Exercise aim:
No pictures should be carried over. Output all other parts of the entries verbatim.

Data:
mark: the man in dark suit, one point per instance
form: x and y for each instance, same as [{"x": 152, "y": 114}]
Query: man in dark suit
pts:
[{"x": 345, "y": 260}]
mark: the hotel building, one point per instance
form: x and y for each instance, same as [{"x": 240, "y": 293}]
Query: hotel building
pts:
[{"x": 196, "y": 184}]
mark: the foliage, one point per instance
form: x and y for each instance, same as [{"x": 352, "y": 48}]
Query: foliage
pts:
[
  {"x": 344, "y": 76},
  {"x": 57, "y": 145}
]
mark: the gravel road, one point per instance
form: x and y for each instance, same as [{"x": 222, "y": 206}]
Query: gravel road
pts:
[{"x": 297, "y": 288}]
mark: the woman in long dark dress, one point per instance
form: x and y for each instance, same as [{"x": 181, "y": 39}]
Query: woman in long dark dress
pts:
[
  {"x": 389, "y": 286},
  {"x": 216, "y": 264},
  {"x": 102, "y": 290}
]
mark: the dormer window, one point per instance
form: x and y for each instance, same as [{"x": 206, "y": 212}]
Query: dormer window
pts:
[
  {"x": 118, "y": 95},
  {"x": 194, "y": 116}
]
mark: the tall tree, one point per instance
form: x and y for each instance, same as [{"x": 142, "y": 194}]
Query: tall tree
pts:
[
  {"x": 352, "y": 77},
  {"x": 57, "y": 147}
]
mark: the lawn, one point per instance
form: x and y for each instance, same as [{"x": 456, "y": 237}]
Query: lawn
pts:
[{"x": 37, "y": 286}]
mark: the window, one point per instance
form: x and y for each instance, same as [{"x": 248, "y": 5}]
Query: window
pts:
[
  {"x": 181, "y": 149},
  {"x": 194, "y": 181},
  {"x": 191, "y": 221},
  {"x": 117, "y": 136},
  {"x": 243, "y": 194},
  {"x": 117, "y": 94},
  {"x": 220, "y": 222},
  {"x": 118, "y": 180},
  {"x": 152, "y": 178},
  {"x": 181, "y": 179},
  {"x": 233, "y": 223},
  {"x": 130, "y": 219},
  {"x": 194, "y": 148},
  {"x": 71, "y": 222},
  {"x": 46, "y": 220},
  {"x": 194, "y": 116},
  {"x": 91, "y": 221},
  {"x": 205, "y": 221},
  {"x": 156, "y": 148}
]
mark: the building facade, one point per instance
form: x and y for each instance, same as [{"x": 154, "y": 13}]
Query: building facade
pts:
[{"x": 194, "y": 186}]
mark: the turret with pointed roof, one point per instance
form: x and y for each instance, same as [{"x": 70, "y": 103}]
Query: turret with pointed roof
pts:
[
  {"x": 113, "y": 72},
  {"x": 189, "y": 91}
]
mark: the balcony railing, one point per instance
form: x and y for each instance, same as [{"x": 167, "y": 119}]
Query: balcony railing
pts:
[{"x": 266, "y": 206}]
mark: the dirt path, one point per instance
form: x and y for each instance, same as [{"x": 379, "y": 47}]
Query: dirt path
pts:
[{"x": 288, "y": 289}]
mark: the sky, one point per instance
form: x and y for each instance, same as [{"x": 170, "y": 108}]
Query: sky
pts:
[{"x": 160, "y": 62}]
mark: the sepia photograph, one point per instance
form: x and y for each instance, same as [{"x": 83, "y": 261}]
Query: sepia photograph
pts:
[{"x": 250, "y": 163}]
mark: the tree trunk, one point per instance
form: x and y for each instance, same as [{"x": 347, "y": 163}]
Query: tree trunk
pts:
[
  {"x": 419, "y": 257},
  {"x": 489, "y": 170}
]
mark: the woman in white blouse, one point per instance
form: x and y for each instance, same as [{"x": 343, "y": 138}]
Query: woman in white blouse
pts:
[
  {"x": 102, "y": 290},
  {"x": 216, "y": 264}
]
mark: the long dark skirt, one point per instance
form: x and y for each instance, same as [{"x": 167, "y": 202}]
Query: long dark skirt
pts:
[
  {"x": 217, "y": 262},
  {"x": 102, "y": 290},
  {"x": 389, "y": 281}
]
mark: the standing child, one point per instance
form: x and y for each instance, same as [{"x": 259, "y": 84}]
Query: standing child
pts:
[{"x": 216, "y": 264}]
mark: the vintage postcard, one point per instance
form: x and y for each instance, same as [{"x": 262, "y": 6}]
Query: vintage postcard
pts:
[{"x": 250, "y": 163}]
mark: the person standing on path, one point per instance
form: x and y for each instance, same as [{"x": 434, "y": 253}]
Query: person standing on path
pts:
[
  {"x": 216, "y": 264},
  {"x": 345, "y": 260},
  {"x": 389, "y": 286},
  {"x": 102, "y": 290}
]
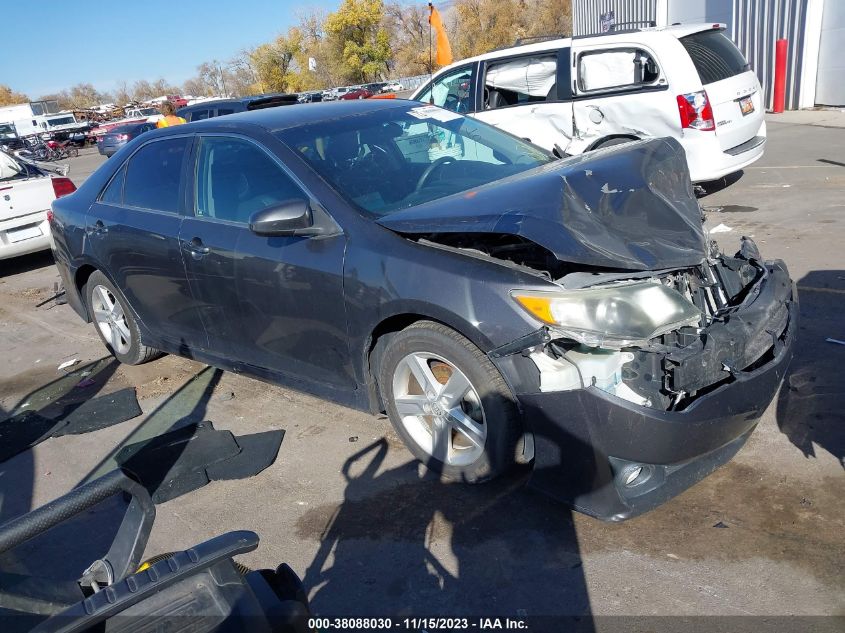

The answer:
mark: the man in dark suit, one point per instance
form: x and y for each instance, same as [{"x": 152, "y": 114}]
Query: man in dark suit
pts:
[{"x": 345, "y": 260}]
mark: the hotel building, one point per instance
form: x and y for each instance, same as [{"x": 240, "y": 293}]
Query: hotel building
pts:
[{"x": 196, "y": 184}]
mark: the foliage, one point per instance
form: x and y for each instance, same as [{"x": 352, "y": 48}]
Query: foliage
pts:
[
  {"x": 344, "y": 76},
  {"x": 57, "y": 145}
]
mark: the gravel road, one point per instance
form: x and y for each instance, same as [{"x": 222, "y": 206}]
Query: gravel road
pts:
[{"x": 297, "y": 288}]
mark: the woman in long dark dress, one point per instance
form: x and y for each instance, same as [{"x": 181, "y": 39}]
Query: woman in long dark dress
pts:
[
  {"x": 389, "y": 286},
  {"x": 216, "y": 264},
  {"x": 102, "y": 290}
]
mark: the dormer window, one point per instance
form: x and y for each instance, same as [{"x": 206, "y": 212}]
Query: dormer window
pts:
[
  {"x": 118, "y": 95},
  {"x": 194, "y": 116}
]
mark: the tall tree, one point per instance
form: x and y for each instance, same as [{"x": 142, "y": 194}]
Query: tall tree
pts:
[
  {"x": 352, "y": 77},
  {"x": 57, "y": 147}
]
mark: the lawn, one point per instance
form: x and y for each instance, same as [{"x": 456, "y": 237}]
Query: lawn
pts:
[{"x": 37, "y": 286}]
mark: the window, one point per instance
form: x and y for each instance, same as [{"x": 248, "y": 5}]
Query: window
pts:
[
  {"x": 181, "y": 149},
  {"x": 194, "y": 181},
  {"x": 191, "y": 221},
  {"x": 117, "y": 136},
  {"x": 243, "y": 194},
  {"x": 117, "y": 94},
  {"x": 220, "y": 222},
  {"x": 118, "y": 180},
  {"x": 152, "y": 178},
  {"x": 181, "y": 179},
  {"x": 233, "y": 223},
  {"x": 130, "y": 219},
  {"x": 194, "y": 148},
  {"x": 71, "y": 222},
  {"x": 46, "y": 220},
  {"x": 194, "y": 116},
  {"x": 91, "y": 221},
  {"x": 205, "y": 221},
  {"x": 156, "y": 148}
]
mark: the building facade, one point per instance
form: x and y for each instance, same as [{"x": 154, "y": 13}]
Query: building facade
pts:
[{"x": 194, "y": 186}]
mark: the turret with pointed roof, one point per instance
form: x and y for each instance, same as [{"x": 70, "y": 103}]
Query: turret with pointed roof
pts:
[
  {"x": 113, "y": 72},
  {"x": 189, "y": 91}
]
mark: the balcony railing, one point per instance
form: x and y for each instance, same as [{"x": 167, "y": 119}]
Query: balcony railing
pts:
[{"x": 266, "y": 206}]
mark: the dirt path, one point per instance
form: x and y for each instance, same as [{"x": 379, "y": 47}]
Query: dirt path
pts:
[{"x": 288, "y": 289}]
mark: the sky, one point per instance
form: x and y for each instance, same as [{"x": 170, "y": 108}]
Query: sky
pts:
[{"x": 160, "y": 62}]
mark: the sepia photograph, one point per instance
form: x and y for each instance, same as [{"x": 83, "y": 261}]
Query: sepia photograph
pts:
[{"x": 250, "y": 163}]
mark: the tree trunk, one point per instance
form: x and y for each instance, same as [{"x": 347, "y": 163}]
Query: tree trunk
pts:
[
  {"x": 419, "y": 257},
  {"x": 489, "y": 170}
]
mark: the woman in white blouse, one point per instance
form: x and y for each instance, same as [{"x": 343, "y": 138}]
Query: woman in white blouse
pts:
[
  {"x": 102, "y": 290},
  {"x": 216, "y": 264}
]
mark: the long dark skirt, one point per instance
form: x and y for each instance, same as [{"x": 167, "y": 202}]
Query: long dark skirt
pts:
[
  {"x": 217, "y": 262},
  {"x": 102, "y": 290},
  {"x": 389, "y": 281}
]
mark: the standing child, one point per instance
form: x and y for each instance, same as [{"x": 259, "y": 84}]
Query: standing child
pts:
[{"x": 216, "y": 264}]
mark: the vintage postcard, one point per instance
form: x and y for each instance, same as [{"x": 262, "y": 6}]
Query: vintage postcard
pts:
[{"x": 250, "y": 163}]
mark: the person standing on path, one point per instance
form: x and y for each instance, same as [{"x": 434, "y": 253}]
Query: person standing on path
pts:
[
  {"x": 216, "y": 264},
  {"x": 345, "y": 260},
  {"x": 389, "y": 286},
  {"x": 102, "y": 290}
]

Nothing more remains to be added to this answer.